Object position labeling entries
* * * *

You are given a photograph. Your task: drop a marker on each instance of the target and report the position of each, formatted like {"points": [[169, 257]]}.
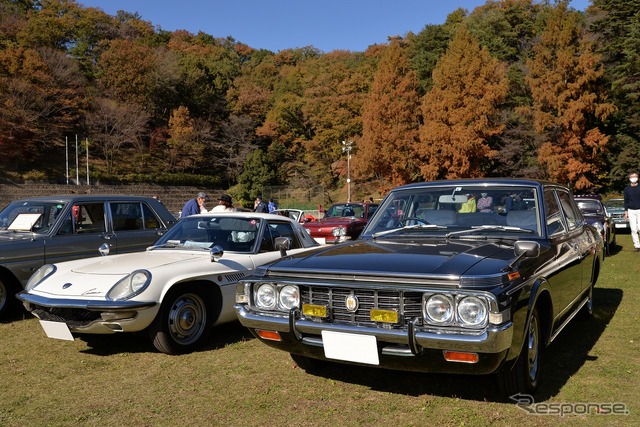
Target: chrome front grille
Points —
{"points": [[74, 317], [408, 304]]}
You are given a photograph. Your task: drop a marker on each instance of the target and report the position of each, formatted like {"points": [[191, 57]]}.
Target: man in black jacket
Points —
{"points": [[260, 206], [632, 208]]}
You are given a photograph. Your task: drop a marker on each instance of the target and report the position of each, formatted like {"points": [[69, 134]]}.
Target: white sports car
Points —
{"points": [[177, 289]]}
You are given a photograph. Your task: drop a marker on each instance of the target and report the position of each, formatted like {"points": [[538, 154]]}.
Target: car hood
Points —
{"points": [[437, 258], [329, 222]]}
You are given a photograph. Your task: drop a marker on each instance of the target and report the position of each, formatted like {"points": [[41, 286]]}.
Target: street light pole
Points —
{"points": [[348, 146]]}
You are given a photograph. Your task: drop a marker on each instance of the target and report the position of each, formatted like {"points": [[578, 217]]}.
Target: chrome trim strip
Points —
{"points": [[568, 319], [93, 305]]}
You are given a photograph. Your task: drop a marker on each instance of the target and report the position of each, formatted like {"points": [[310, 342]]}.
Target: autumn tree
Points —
{"points": [[185, 149], [461, 111], [115, 129], [616, 27], [390, 121], [567, 106]]}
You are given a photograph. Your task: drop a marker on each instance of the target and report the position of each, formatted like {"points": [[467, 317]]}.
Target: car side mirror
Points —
{"points": [[104, 249], [527, 249], [283, 244], [216, 253]]}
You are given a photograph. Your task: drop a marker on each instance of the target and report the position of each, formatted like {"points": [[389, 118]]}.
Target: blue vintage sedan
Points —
{"points": [[466, 276]]}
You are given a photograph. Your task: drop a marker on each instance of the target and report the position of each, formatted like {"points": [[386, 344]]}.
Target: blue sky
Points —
{"points": [[281, 24]]}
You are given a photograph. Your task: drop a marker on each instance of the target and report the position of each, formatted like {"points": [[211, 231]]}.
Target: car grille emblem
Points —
{"points": [[351, 303]]}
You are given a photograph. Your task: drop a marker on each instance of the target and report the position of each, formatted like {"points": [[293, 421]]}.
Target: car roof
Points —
{"points": [[477, 181], [87, 197]]}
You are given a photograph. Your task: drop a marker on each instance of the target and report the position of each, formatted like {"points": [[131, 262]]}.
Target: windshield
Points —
{"points": [[348, 210], [233, 234], [589, 205], [455, 210], [30, 216]]}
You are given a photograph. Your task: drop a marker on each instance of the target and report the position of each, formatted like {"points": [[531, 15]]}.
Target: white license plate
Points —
{"points": [[57, 330], [350, 347]]}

* * * *

_Work required_:
Count how many lines of the items contain the string "white". Reply with the number only.

_Answer_:
2